Data for the task:
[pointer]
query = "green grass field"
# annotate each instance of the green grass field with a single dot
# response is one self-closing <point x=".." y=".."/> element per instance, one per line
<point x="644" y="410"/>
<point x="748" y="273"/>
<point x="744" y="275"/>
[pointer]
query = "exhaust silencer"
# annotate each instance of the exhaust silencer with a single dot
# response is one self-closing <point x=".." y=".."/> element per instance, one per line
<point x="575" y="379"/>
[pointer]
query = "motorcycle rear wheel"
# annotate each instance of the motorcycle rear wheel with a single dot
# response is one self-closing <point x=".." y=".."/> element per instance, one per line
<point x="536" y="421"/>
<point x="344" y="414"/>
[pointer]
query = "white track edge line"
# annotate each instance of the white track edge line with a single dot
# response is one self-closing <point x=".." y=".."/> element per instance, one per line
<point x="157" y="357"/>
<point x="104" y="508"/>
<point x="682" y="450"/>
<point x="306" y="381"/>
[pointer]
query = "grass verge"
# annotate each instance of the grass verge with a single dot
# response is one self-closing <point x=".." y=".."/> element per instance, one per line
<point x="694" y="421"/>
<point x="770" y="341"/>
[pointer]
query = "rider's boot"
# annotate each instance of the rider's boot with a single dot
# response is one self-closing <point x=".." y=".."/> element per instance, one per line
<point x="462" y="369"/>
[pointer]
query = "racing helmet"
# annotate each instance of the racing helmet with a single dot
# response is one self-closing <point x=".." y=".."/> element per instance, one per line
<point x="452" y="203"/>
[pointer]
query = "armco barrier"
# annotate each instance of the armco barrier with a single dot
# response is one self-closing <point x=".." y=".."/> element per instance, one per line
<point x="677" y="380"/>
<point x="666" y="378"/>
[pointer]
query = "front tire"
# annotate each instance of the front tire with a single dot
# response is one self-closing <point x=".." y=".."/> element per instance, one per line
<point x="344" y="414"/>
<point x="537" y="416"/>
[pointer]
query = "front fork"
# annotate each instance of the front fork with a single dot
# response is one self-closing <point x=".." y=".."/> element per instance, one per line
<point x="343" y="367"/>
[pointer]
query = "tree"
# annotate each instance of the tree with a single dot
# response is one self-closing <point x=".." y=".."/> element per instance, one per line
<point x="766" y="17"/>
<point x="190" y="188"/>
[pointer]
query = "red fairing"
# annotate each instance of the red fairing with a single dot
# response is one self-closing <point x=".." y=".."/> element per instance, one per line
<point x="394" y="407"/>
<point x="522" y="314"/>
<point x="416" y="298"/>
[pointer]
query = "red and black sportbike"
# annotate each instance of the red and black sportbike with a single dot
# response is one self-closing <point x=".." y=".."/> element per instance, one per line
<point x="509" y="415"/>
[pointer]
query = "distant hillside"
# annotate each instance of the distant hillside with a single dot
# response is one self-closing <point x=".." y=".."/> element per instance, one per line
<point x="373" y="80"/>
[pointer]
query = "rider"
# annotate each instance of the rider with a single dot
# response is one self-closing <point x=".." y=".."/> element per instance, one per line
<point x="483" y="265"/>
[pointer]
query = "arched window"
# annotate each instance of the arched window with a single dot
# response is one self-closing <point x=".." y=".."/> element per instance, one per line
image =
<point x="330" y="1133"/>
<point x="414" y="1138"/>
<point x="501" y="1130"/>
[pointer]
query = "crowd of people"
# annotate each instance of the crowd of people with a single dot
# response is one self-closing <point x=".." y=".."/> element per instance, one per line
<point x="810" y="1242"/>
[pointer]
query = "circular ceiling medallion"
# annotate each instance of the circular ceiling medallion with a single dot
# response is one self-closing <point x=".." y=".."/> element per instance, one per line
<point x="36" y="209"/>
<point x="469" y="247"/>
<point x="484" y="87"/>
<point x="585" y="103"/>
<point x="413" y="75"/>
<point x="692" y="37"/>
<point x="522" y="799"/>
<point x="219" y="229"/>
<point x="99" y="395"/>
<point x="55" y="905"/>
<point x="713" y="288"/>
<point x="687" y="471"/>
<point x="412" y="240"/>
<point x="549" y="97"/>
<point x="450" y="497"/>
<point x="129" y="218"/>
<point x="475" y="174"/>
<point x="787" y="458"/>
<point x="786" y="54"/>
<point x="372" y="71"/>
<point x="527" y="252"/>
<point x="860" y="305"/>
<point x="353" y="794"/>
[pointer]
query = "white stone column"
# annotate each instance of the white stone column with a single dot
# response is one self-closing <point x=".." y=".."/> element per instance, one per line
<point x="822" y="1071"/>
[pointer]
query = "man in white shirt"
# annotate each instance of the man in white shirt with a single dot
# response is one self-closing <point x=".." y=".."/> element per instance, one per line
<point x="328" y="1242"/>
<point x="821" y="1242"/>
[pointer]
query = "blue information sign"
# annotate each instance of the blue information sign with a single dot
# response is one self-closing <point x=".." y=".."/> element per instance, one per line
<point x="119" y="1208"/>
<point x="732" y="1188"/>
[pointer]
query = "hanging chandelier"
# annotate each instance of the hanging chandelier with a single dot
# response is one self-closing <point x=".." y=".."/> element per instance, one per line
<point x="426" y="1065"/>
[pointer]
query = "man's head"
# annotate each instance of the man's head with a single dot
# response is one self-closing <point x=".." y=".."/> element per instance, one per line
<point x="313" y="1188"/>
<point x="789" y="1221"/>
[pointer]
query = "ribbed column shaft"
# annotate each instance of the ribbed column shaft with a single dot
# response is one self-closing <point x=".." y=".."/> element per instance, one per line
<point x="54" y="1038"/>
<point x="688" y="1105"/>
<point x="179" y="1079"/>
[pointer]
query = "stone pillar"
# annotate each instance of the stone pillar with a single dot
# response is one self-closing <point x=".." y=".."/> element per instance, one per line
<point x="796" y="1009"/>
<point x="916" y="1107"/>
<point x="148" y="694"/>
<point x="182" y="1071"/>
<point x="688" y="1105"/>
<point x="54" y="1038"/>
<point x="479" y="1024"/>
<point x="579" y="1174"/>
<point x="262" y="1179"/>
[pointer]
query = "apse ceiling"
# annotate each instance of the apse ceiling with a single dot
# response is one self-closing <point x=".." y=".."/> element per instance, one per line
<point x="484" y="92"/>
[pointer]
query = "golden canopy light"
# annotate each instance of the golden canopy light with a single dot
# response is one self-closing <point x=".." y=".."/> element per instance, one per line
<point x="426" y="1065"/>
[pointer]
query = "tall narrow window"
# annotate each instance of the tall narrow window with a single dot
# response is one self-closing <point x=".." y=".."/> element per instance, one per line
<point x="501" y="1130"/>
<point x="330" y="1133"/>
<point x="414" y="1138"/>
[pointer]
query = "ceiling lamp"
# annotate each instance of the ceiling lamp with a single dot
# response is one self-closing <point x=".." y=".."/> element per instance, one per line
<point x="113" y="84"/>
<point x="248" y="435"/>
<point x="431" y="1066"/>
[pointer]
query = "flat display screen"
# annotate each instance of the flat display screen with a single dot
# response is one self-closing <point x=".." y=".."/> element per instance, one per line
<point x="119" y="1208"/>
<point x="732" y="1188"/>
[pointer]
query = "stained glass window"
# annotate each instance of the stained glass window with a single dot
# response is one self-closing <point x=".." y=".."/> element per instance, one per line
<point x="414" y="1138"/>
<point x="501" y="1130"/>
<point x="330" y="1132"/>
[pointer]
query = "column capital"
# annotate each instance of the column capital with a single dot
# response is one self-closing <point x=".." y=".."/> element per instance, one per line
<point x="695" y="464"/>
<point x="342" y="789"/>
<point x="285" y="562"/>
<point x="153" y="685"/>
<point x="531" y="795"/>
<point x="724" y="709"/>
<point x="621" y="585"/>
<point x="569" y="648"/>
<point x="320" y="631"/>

Exercise goal: The lines to copy are those in the listing that contain "track".

Written response:
query = "white track edge line"
# annotate each instance of the white track edge line with a single dot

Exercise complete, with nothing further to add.